For ensuring the continuity of voice service between a circuit switched (CS for short) domain and an internet protocol (IP for short) multimedia subsystem (IP Multimedia Core Network Subsystem, IMS for short) domain, traditional solution is as shown in FIG. 1, that is the solution of voice call continuity (VCC for short).
FIG. 1 is a principle diagram of VCC in the existing IMS. In FIG. 1, dual mode user equipment (UE for short) is successfully registered in both the CS domain and the IMS network. When initiating voice service in the CS domain or the IMS domain network, the UE is anchored to the service centralization and continuity application server (SCC AS for short) in IMS network, at this time the UE has two known SCC AS numbers, a session transfer URI (STI for short) and a session transfer number (STN for short), wherein the STI is used to indicate switching the user session from the CS domain to the IMS domain or a packet switched (PS for short) domain on a service layer; and the STN is used to indicate switching the user session from the IMS domain to the CS domain on a service layer. When UE prepares to switch an established session from CS domain to IMS domain or from one packet switched domain to another packet switched domain, the US initiates a session request to the SCC AS in the IMS network by using the STI as an indication. After receiving the session request, the SCC AS switches the access of established session from the CS to from the PS or from one PS to another PS. Similarly, when the UE initiates a voice service in the IMS network and prepares to be switched from the IMS domain to the CS domain, the UE uses the STN as a called number in the CS domain and initiates a call for the SCC AS. After the SCC AS receives the session request, the voice service is switched from an IP access to the CS domain, therefore the entire switch is completed.
Above description is for the realization principle of traditional VCC, wherein the dual mode UE must simultaneously support the working mode of dual radio, that is, the dual mode UE can simultaneously perform voice call in the IMS domain and the CS domain.
With the flat development of network architecture and the emergence of various high-speed wideband movable access modes, the mobile communication network is impelled to provide next generation architecture concept of LTE/SAE, including that the evolved radio communication system is enabled to provide higher transmission rate, shorter transmission delay, and lower cost and at the same time support the mobility between the access systems in 3rd generation partnership project (3GPP for short), the mobility between 3GPP access system and non-3GPP access system and the like. At the same time, LTE/SAE will also be used as one access manner of IMS domain to support the existing VCC function. Due to the large energy consumption of mobile phone battery under dual mode and strong mobility management ability of LTE/SAE per se and the like, a single radio voice call continuity (SRVCC for short) is proposed. The principle architecture for realizing SRVCC solution is provided hereinafter. FIG. 2 is a related SRVCC principle diagram based on SAE network architecture. As shown in FIG. 2, corresponding network elements of SAE comprises:
an evolved universal terrestrial radio access network (E-UTRAN for short): evolved radio access network, that is next generation radio access network, which can provide higher uplink and downlink speed, lower transmission delay and more reliable radio transmission;
a mobility management entity (MME): control plane functional entity, which is in charge of managing and storing UE context (such as UE/user identifier, mobile management status, user safety parameters and the like), allocates temporary identifier for the user, and is responsible for user acknowledge when the UE resides on the above-mentioned tracking area or network;
a system architecture evolution gateway (SAEGW for short): user plane functional entity, for user plane data route process, which is divided into a serving SAEGW (SGW for short) and a packet data network gateway (PDNGW for short), wherein SGW is mobile anchor points between the SAE system and the traditional 3GPP system and between E-UTRANs; PDN GW is used for terminating the downlink data of UE in idle state; and when the downlink data transmitted to the UE is arrived, PDN GW is used for initiating paging, managing and storing UE context (such as IP bearer service parameters and network interior routing information).

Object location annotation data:
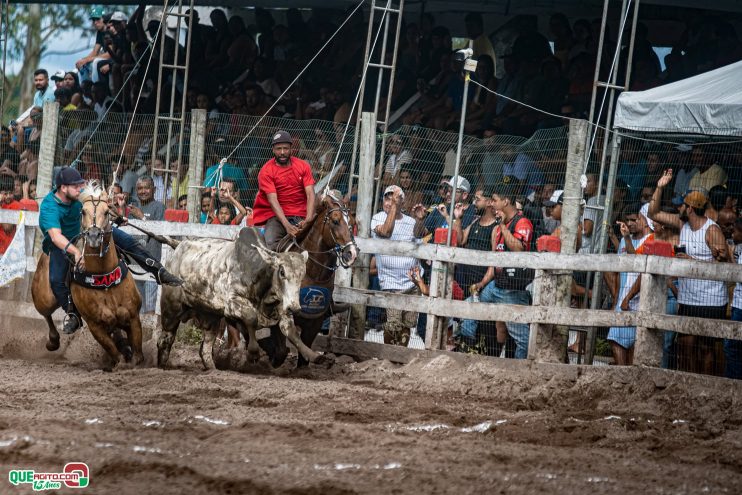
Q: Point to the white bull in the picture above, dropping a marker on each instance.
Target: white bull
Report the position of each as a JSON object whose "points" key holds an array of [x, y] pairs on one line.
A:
{"points": [[240, 281]]}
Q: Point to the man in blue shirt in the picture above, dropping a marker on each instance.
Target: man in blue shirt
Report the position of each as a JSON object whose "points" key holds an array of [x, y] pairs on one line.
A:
{"points": [[213, 176], [59, 221], [43, 91]]}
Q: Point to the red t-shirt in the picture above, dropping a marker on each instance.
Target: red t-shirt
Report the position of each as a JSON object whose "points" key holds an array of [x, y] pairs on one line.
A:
{"points": [[215, 221], [288, 183], [523, 231]]}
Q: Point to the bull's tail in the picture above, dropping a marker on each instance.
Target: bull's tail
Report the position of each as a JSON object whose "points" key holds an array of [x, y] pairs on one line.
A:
{"points": [[166, 240]]}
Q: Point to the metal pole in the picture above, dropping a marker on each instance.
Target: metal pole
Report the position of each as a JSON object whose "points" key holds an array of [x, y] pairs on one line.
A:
{"points": [[603, 240], [455, 178], [176, 186], [361, 91], [4, 33], [598, 61], [379, 80], [366, 171], [160, 39]]}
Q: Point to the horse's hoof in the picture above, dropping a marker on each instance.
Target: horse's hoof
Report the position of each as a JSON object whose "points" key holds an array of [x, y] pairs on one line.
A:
{"points": [[326, 360], [137, 359], [279, 358], [52, 345], [253, 357], [123, 365]]}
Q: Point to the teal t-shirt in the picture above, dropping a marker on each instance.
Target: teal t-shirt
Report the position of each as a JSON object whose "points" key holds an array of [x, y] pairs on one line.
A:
{"points": [[54, 214]]}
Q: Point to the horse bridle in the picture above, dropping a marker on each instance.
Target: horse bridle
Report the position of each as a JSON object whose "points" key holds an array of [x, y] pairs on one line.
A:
{"points": [[103, 250], [338, 248]]}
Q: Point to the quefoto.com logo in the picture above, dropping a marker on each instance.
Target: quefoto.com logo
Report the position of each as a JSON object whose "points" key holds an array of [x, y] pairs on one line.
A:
{"points": [[74, 475]]}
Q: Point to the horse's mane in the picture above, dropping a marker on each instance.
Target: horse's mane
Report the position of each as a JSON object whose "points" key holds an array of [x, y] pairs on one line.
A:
{"points": [[303, 233], [93, 189]]}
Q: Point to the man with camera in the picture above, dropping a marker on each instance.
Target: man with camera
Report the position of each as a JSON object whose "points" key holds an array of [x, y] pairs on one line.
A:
{"points": [[439, 214], [700, 239]]}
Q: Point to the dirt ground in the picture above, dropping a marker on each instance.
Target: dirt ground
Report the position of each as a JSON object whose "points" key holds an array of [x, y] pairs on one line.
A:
{"points": [[441, 425]]}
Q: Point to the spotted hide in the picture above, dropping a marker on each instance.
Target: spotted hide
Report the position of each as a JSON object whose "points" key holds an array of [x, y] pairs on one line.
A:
{"points": [[240, 281]]}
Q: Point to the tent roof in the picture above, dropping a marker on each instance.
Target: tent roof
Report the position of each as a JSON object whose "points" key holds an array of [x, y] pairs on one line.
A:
{"points": [[709, 103]]}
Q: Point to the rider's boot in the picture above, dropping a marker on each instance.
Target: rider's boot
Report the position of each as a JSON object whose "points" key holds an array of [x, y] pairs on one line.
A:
{"points": [[73, 321]]}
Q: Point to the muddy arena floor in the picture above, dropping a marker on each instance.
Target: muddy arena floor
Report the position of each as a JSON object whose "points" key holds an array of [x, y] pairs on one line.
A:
{"points": [[447, 424]]}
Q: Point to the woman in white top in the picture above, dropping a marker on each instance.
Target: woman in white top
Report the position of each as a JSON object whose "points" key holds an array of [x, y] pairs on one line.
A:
{"points": [[702, 240]]}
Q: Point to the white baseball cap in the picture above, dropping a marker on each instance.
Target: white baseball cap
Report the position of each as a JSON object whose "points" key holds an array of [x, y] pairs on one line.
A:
{"points": [[392, 188], [119, 16], [462, 184]]}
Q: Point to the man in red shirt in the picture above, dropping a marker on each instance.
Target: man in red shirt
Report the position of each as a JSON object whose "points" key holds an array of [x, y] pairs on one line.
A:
{"points": [[7, 202], [513, 232], [285, 199]]}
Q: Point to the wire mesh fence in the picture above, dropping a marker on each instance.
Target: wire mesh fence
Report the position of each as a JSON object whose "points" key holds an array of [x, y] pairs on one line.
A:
{"points": [[679, 197]]}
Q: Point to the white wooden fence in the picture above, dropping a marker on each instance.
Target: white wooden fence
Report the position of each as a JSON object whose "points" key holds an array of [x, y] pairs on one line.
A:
{"points": [[545, 311]]}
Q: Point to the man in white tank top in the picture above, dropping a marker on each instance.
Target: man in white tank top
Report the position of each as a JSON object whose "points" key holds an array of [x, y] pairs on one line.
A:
{"points": [[700, 239]]}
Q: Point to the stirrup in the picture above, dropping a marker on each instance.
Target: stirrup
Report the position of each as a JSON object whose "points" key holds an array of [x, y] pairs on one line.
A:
{"points": [[164, 277], [71, 323]]}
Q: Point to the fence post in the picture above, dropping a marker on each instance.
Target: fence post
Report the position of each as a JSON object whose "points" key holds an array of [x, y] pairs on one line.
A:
{"points": [[48, 148], [196, 164], [547, 343], [364, 211], [652, 299], [435, 326]]}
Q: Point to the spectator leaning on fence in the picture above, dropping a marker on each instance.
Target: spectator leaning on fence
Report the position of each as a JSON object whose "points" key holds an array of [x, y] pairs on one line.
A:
{"points": [[634, 232], [439, 215], [44, 91], [700, 239], [514, 232], [393, 271], [88, 65]]}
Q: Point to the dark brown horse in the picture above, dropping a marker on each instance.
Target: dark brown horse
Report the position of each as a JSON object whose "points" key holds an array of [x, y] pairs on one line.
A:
{"points": [[328, 239], [114, 302]]}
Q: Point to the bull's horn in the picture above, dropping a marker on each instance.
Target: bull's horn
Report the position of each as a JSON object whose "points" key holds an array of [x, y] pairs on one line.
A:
{"points": [[267, 255]]}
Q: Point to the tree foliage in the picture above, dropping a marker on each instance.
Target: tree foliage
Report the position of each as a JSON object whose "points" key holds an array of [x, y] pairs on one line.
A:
{"points": [[32, 30]]}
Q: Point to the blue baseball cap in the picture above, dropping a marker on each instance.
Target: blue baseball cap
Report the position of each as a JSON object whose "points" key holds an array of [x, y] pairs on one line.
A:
{"points": [[68, 177]]}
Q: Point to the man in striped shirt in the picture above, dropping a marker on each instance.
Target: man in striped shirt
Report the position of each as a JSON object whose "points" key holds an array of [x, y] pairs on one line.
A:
{"points": [[392, 224]]}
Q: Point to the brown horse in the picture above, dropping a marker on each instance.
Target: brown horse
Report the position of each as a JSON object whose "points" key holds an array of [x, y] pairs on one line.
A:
{"points": [[328, 238], [114, 303]]}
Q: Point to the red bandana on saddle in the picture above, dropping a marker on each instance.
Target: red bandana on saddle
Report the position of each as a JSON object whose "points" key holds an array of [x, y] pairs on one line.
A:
{"points": [[101, 280]]}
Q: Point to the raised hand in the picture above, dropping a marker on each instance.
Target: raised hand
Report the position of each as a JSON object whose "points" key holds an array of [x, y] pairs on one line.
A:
{"points": [[665, 179]]}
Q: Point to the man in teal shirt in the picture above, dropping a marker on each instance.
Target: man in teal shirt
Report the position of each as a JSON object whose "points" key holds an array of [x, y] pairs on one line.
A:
{"points": [[59, 221]]}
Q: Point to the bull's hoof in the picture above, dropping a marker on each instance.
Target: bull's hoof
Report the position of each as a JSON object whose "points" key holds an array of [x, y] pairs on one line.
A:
{"points": [[123, 365], [162, 359], [52, 344], [279, 357], [253, 357], [137, 359], [325, 360]]}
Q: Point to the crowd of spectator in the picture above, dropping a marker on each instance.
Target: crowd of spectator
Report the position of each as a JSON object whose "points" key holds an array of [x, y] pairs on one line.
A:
{"points": [[508, 195]]}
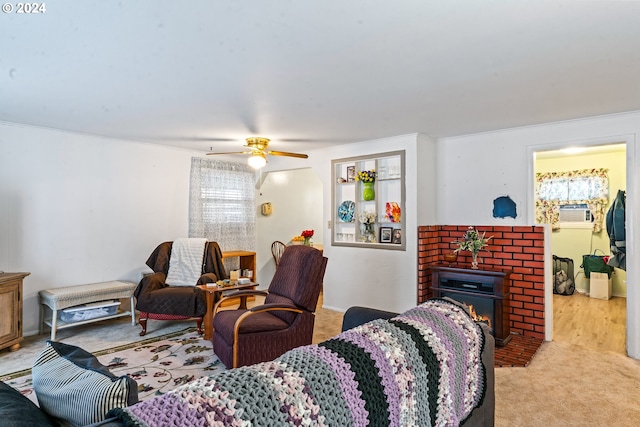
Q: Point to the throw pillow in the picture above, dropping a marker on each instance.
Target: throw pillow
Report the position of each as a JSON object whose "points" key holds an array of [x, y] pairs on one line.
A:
{"points": [[72, 385], [18, 411]]}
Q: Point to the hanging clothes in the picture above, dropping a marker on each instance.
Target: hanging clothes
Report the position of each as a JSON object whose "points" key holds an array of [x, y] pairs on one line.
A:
{"points": [[617, 232]]}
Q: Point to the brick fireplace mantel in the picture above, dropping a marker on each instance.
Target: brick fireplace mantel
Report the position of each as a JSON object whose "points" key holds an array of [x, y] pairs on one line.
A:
{"points": [[520, 248]]}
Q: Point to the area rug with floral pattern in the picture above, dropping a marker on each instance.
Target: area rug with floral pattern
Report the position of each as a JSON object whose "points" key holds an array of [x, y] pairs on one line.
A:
{"points": [[157, 364]]}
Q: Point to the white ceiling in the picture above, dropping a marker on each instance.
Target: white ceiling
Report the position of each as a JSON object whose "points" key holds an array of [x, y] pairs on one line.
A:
{"points": [[318, 73]]}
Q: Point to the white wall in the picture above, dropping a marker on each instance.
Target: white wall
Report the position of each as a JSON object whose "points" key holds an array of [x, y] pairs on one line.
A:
{"points": [[78, 209], [296, 198], [475, 169]]}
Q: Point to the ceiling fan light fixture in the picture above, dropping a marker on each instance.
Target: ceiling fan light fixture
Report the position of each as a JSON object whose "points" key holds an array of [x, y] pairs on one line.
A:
{"points": [[257, 160]]}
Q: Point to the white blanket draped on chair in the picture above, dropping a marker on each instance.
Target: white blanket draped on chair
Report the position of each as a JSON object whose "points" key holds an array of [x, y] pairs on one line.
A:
{"points": [[185, 264]]}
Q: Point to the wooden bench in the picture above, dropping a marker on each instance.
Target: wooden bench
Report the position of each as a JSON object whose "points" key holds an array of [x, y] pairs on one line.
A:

Work to complete
1 – Rewrite the VCC passage from "For ensuring the" up to and including "(VCC for short).", putting "conventional solution" in place of "traditional solution".
2 – Which abbreviations does the first paragraph of the VCC passage introduce?
3 – According to the VCC passage, what is the STN used to indicate?
These rows come from a separate source.

Answers
1 –
For ensuring the continuity of voice service between a circuit switched (CS for short) domain and an internet protocol (IP for short) multimedia subsystem (IP Multimedia Core Network Subsystem, IMS for short) domain, conventional solution is as shown in FIG. 1, that is the solution of voice call continuity (VCC for short).

2 – CS, IP, IMS, VCC

3 – The STN indicates switching the user session from the IMS domain to the CS domain on a service layer.